* Work required
Could you reproduce all of the data below line for line, with nothing altered?

(Records from a dataset)
● ● ● ●

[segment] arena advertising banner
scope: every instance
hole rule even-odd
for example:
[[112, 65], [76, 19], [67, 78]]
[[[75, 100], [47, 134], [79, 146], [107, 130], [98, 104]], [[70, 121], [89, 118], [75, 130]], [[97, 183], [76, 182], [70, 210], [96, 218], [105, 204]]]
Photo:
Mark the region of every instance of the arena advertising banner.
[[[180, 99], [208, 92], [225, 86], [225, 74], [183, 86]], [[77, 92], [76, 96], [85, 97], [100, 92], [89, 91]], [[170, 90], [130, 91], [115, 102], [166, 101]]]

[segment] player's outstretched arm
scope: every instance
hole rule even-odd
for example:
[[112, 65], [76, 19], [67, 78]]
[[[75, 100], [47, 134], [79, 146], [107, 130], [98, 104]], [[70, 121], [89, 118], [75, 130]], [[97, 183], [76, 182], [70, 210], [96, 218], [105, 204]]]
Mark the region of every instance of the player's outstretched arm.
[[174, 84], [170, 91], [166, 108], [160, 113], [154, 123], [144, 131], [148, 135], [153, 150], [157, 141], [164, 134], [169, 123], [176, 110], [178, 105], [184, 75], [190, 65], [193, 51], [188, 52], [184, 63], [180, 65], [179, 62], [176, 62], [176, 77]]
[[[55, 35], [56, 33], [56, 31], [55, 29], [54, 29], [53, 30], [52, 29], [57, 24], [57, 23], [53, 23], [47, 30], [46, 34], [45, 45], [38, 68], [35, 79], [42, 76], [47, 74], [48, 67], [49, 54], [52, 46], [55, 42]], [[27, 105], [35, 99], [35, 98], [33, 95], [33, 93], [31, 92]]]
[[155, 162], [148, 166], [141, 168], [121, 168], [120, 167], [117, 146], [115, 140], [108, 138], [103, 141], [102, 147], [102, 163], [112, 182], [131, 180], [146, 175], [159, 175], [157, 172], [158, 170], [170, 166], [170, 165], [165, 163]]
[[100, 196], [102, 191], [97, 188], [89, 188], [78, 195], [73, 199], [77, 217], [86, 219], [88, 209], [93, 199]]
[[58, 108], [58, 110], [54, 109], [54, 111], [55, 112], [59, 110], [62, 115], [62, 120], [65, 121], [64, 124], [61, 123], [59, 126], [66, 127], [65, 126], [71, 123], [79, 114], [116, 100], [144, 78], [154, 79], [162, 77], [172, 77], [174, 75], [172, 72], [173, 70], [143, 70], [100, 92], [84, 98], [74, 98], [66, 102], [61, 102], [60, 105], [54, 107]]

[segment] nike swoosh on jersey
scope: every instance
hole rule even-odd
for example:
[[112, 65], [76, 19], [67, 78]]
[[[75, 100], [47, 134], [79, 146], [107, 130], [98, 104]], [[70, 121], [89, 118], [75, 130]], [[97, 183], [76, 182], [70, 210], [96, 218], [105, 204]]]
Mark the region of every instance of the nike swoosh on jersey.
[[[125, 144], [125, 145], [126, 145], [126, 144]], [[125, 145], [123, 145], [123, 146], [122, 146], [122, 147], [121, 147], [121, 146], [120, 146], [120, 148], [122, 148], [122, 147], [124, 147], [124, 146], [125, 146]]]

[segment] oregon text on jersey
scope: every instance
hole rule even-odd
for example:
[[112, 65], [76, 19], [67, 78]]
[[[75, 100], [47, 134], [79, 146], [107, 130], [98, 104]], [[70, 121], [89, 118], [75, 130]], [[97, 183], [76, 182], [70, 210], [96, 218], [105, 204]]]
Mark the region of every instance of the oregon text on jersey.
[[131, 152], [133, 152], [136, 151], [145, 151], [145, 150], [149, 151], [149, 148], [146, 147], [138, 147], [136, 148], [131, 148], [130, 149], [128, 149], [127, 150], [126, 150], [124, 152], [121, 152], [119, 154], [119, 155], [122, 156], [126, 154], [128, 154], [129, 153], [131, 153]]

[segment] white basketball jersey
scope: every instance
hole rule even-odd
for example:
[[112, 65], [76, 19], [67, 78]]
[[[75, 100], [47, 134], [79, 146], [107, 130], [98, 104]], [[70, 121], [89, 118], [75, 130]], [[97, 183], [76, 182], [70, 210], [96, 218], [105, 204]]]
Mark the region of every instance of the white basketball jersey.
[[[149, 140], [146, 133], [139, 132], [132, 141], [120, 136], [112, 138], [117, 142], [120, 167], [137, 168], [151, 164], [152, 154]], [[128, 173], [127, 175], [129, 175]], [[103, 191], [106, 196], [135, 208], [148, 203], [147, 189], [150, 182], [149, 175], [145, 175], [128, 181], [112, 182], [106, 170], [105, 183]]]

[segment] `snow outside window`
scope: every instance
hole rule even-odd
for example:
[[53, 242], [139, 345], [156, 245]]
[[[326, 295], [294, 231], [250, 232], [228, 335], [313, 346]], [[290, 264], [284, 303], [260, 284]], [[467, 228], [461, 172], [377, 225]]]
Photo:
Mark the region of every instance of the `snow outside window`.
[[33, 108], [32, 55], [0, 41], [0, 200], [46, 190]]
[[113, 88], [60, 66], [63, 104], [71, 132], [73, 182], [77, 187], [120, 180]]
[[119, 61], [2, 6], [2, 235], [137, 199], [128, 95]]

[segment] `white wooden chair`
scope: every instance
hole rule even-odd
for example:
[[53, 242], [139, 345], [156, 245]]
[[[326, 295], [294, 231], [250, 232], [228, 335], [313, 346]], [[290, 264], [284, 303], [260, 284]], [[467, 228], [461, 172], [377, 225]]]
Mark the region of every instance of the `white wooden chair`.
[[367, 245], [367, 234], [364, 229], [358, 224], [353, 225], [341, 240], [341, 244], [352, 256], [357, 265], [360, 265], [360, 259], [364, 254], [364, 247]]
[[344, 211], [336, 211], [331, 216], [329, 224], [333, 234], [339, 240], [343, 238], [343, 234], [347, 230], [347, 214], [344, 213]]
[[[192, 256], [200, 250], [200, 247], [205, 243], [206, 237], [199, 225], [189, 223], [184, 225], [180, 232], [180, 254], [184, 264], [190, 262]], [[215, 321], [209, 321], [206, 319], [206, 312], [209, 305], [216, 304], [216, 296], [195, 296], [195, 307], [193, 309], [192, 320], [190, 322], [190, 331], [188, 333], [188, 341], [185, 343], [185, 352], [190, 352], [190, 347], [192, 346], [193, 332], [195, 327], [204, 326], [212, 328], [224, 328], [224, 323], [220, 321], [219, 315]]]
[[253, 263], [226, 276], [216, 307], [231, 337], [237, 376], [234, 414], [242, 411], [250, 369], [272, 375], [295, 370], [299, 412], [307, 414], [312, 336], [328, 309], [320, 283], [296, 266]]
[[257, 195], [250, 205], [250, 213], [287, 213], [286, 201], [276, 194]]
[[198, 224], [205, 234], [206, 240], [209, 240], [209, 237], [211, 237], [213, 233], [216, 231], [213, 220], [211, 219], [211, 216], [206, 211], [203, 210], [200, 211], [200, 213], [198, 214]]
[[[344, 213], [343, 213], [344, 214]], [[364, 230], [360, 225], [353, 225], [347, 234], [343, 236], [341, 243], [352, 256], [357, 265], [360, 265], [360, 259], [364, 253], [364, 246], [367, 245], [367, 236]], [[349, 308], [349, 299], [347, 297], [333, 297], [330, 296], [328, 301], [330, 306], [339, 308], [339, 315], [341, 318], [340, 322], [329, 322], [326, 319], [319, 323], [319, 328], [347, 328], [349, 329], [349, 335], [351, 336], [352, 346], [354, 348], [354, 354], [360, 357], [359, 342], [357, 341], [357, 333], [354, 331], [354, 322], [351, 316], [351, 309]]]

● ● ● ●

* Complete output
[segment] arena advertising banner
scope: every instance
hole rule even-odd
for example:
[[112, 65], [76, 19], [67, 78]]
[[[75, 100], [47, 134], [79, 146], [107, 130], [98, 104]], [[70, 121], [89, 118], [75, 130]], [[97, 183], [76, 182], [70, 210], [96, 218], [105, 204]]]
Photo:
Mark the region of every instance of the arena advertising banner.
[[[180, 99], [208, 92], [225, 86], [225, 74], [183, 86]], [[77, 92], [76, 96], [85, 97], [100, 92], [89, 91]], [[170, 90], [130, 91], [115, 102], [166, 101]]]

[segment] player's outstretched arm
scope: every instance
hole rule even-odd
for example:
[[112, 65], [76, 19], [67, 78]]
[[[75, 100], [47, 134], [79, 146], [107, 130], [98, 104]], [[70, 121], [89, 118], [75, 130]], [[97, 183], [76, 182], [70, 210], [96, 218], [105, 204]]]
Mark the region of every instance of the player's outstretched arm.
[[174, 84], [170, 91], [166, 108], [160, 113], [154, 123], [144, 131], [148, 135], [153, 150], [157, 141], [164, 134], [169, 123], [176, 110], [178, 105], [184, 75], [190, 65], [193, 51], [188, 52], [184, 63], [180, 65], [179, 62], [176, 62], [176, 77]]
[[[55, 35], [56, 33], [56, 31], [55, 29], [54, 29], [53, 30], [52, 29], [57, 24], [57, 23], [53, 23], [47, 30], [46, 34], [45, 45], [38, 68], [35, 79], [42, 76], [47, 74], [48, 67], [49, 54], [52, 46], [55, 42]], [[27, 105], [35, 99], [35, 98], [33, 95], [33, 93], [31, 92]]]
[[155, 162], [148, 166], [141, 168], [121, 168], [120, 167], [117, 146], [115, 140], [108, 138], [103, 141], [102, 147], [102, 163], [112, 182], [131, 180], [146, 175], [159, 175], [157, 172], [158, 170], [170, 166], [170, 165], [165, 163]]
[[100, 196], [102, 191], [97, 188], [89, 188], [78, 195], [73, 199], [77, 217], [86, 219], [88, 209], [93, 199]]
[[58, 108], [58, 110], [54, 109], [54, 111], [55, 112], [59, 110], [62, 115], [62, 120], [65, 121], [64, 124], [61, 123], [59, 126], [66, 127], [65, 126], [71, 123], [79, 114], [116, 100], [144, 78], [154, 79], [162, 77], [172, 77], [174, 75], [172, 72], [173, 70], [143, 70], [100, 92], [84, 98], [74, 98], [66, 102], [61, 102], [60, 105], [54, 107]]

[segment] nike swoosh on jersey
scope: every instance
hole rule even-odd
for example:
[[112, 65], [76, 19], [67, 78]]
[[[75, 100], [47, 134], [79, 146], [107, 130], [98, 104]], [[70, 121], [89, 118], [75, 130]], [[97, 183], [76, 182], [70, 210], [96, 218], [105, 204]]]
Mark the region of every instance of the nike swoosh on jersey.
[[[125, 144], [125, 145], [126, 145], [126, 144]], [[125, 145], [123, 145], [123, 146], [122, 146], [122, 147], [121, 147], [121, 146], [120, 146], [120, 148], [122, 148], [122, 147], [124, 147], [124, 146], [125, 146]]]

[segment] oregon text on jersey
scope: every instance
hole rule even-odd
for example:
[[112, 65], [76, 19], [67, 78]]
[[[75, 100], [47, 134], [79, 146], [107, 130], [98, 104]], [[70, 121], [89, 118], [75, 130]], [[97, 183], [76, 182], [70, 210], [96, 218], [105, 204]]]
Mark the region of every instance of the oregon text on jersey.
[[131, 152], [133, 152], [136, 151], [145, 151], [145, 150], [149, 151], [149, 148], [146, 147], [138, 147], [136, 148], [131, 148], [130, 149], [128, 149], [127, 150], [126, 150], [124, 152], [121, 152], [119, 154], [119, 155], [122, 156], [126, 154], [128, 154], [129, 153], [131, 153]]

[segment] white basketball jersey
scope: every instance
hole rule even-odd
for example:
[[112, 65], [76, 19], [67, 78]]
[[[75, 100], [47, 134], [79, 146], [107, 130], [98, 104]], [[70, 121], [89, 118], [75, 130]], [[97, 183], [76, 182], [70, 210], [96, 218], [105, 204]]]
Mark the region of every instance of the white basketball jersey.
[[[149, 140], [146, 133], [139, 132], [132, 141], [120, 136], [112, 138], [117, 142], [120, 167], [137, 168], [151, 164], [152, 154]], [[128, 173], [127, 175], [129, 175]], [[103, 191], [106, 196], [135, 208], [148, 203], [147, 189], [150, 182], [149, 175], [145, 175], [128, 181], [112, 182], [106, 170], [105, 183]]]

[segment] `snow outside window`
scope: every instance
hole rule even-odd
for example:
[[53, 242], [139, 345], [156, 245]]
[[[326, 295], [294, 231], [250, 232], [228, 335], [313, 346]], [[290, 264], [284, 303], [260, 284]], [[467, 228], [461, 172], [377, 225]]]
Photo:
Mark the region of every instance of the `snow outside window`.
[[33, 108], [32, 55], [0, 41], [0, 200], [46, 190]]
[[113, 88], [60, 66], [63, 104], [71, 132], [73, 182], [77, 187], [120, 180]]
[[119, 61], [2, 6], [2, 235], [137, 199], [128, 95]]

[segment] `white wooden chair`
scope: every instance
hole rule even-odd
for example:
[[53, 242], [139, 345], [156, 245]]
[[[326, 295], [294, 231], [250, 232], [228, 335], [313, 346]], [[290, 264], [284, 303], [260, 284]], [[467, 228], [461, 172], [377, 225]]]
Mark the region of every instance of the `white wooden chair`.
[[367, 245], [367, 234], [364, 229], [358, 224], [353, 225], [341, 240], [341, 244], [352, 256], [357, 265], [360, 265], [360, 259], [364, 254], [364, 247]]
[[344, 211], [336, 211], [331, 216], [329, 224], [333, 234], [339, 240], [343, 238], [343, 234], [347, 230], [347, 214], [344, 213]]
[[[192, 256], [200, 250], [200, 247], [205, 243], [206, 237], [199, 225], [189, 223], [184, 225], [180, 232], [180, 254], [184, 264], [190, 262]], [[215, 321], [209, 321], [206, 319], [206, 312], [209, 305], [216, 304], [216, 296], [195, 296], [195, 307], [193, 309], [192, 320], [190, 322], [190, 331], [188, 333], [188, 341], [185, 343], [185, 352], [190, 352], [190, 347], [192, 346], [193, 332], [195, 327], [204, 326], [212, 328], [224, 328], [224, 323], [220, 321], [219, 315]]]
[[253, 263], [226, 276], [216, 307], [231, 337], [237, 376], [234, 414], [242, 411], [250, 369], [272, 375], [295, 370], [299, 412], [307, 414], [312, 336], [328, 309], [320, 283], [296, 266]]
[[257, 195], [250, 205], [250, 213], [287, 213], [286, 201], [276, 194]]
[[198, 224], [205, 234], [206, 240], [209, 240], [209, 237], [211, 237], [213, 233], [216, 231], [213, 220], [211, 219], [211, 216], [206, 211], [203, 210], [200, 211], [200, 213], [198, 214]]
[[[344, 213], [343, 213], [344, 214]], [[364, 230], [360, 225], [353, 225], [347, 234], [343, 236], [341, 243], [352, 256], [357, 265], [360, 265], [360, 259], [364, 253], [364, 246], [367, 245], [367, 236]], [[349, 308], [349, 299], [347, 297], [333, 297], [330, 296], [328, 301], [330, 306], [339, 308], [339, 315], [341, 318], [340, 322], [329, 322], [326, 319], [319, 323], [319, 328], [347, 328], [349, 329], [349, 335], [351, 336], [352, 346], [354, 348], [354, 354], [360, 357], [359, 342], [357, 341], [357, 333], [354, 331], [354, 322], [351, 316], [351, 309]]]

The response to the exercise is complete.